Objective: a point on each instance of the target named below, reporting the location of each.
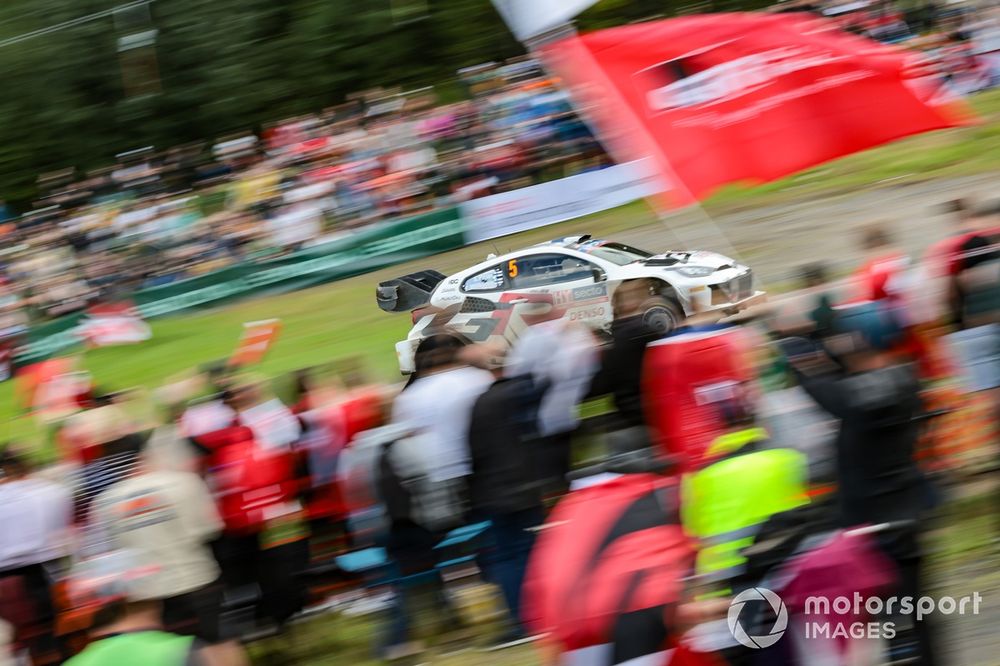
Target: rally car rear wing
(407, 292)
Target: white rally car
(500, 297)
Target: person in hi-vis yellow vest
(725, 503)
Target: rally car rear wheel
(662, 315)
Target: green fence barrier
(370, 249)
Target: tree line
(74, 98)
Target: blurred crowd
(822, 431)
(962, 40)
(157, 217)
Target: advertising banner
(558, 200)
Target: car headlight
(696, 271)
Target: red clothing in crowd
(252, 483)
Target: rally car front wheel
(662, 315)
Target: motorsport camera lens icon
(736, 627)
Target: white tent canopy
(528, 18)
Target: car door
(573, 283)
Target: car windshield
(618, 253)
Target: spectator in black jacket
(878, 403)
(620, 372)
(506, 483)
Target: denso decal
(587, 293)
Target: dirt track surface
(775, 239)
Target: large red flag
(721, 98)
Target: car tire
(663, 316)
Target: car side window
(492, 279)
(539, 270)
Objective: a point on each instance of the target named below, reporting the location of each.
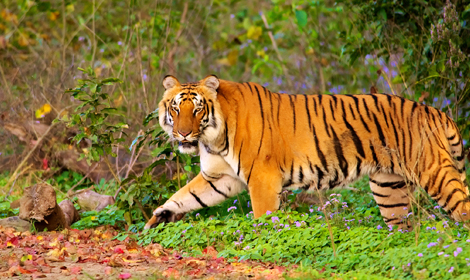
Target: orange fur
(249, 137)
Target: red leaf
(210, 251)
(124, 275)
(45, 164)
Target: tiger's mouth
(188, 144)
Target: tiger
(250, 138)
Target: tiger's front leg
(197, 194)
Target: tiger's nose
(184, 133)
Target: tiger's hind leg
(392, 196)
(443, 182)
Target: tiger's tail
(455, 198)
(455, 141)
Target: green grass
(365, 247)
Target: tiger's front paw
(161, 215)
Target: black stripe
(239, 157)
(205, 174)
(262, 115)
(343, 163)
(292, 105)
(374, 155)
(358, 166)
(393, 205)
(326, 125)
(397, 141)
(375, 102)
(249, 175)
(352, 111)
(215, 189)
(393, 185)
(440, 184)
(319, 152)
(332, 111)
(379, 130)
(198, 200)
(308, 113)
(364, 123)
(366, 108)
(289, 182)
(356, 140)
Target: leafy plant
(429, 43)
(91, 117)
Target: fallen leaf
(108, 270)
(210, 251)
(76, 270)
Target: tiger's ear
(211, 82)
(170, 82)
_ _ _ _
(WHAT IS REQUIRED):
Rewrite all the rows above, changing "rally car" to "race car" everywhere it occurs and keeping everything else the same. Leave the pictures out.

(ANSWER FOR THE TASK):
Objective: a point on each instance of the target named below, reporting the location of each.
Target: race car rear wing
(407, 292)
Target: white race car
(500, 297)
Target: person in hi-vis yellow vest
(725, 503)
Target: race car rear wheel
(662, 315)
Target: green fence barrier
(370, 249)
Target: tree line
(74, 98)
Target: blurred crowd
(822, 431)
(962, 40)
(157, 217)
Target: advertising banner
(558, 200)
Target: car headlight
(696, 271)
Target: red clothing in crowd
(252, 483)
Target: race car front wheel
(662, 315)
Target: motorsport camera lens icon
(736, 627)
Target: white tent canopy
(528, 18)
Target: car door
(573, 283)
Target: car windshield
(618, 253)
Target: spectator in black jacket
(878, 403)
(620, 372)
(506, 483)
Target: denso decal
(587, 293)
Target: dirt track surface
(775, 239)
Target: large red flag
(721, 98)
Target: car tire
(663, 316)
Target: car side window
(492, 279)
(539, 270)
Objective: a point on each instance of the target named below, reporting the location of each.
Target: orange fur
(249, 137)
Target: red leaf
(210, 251)
(124, 275)
(45, 164)
Target: tiger's mouth
(188, 144)
Target: tiger
(250, 138)
Target: tiger's front leg
(197, 194)
Target: tiger's nose
(184, 133)
Target: tiger's hind leg
(392, 196)
(443, 182)
Target: tiger's tail
(455, 198)
(455, 141)
Target: green grass
(365, 247)
Target: tiger's front paw
(161, 215)
Target: black stripe
(239, 157)
(205, 174)
(262, 115)
(343, 163)
(292, 105)
(374, 155)
(358, 166)
(393, 205)
(326, 125)
(397, 141)
(375, 102)
(249, 175)
(352, 111)
(215, 189)
(393, 185)
(440, 184)
(319, 152)
(332, 111)
(379, 130)
(198, 200)
(308, 113)
(364, 123)
(366, 108)
(289, 182)
(356, 140)
Target: leafy plant
(429, 43)
(91, 117)
Target: fallen leaf
(108, 270)
(210, 251)
(76, 270)
Target: tiger's ear
(211, 82)
(170, 82)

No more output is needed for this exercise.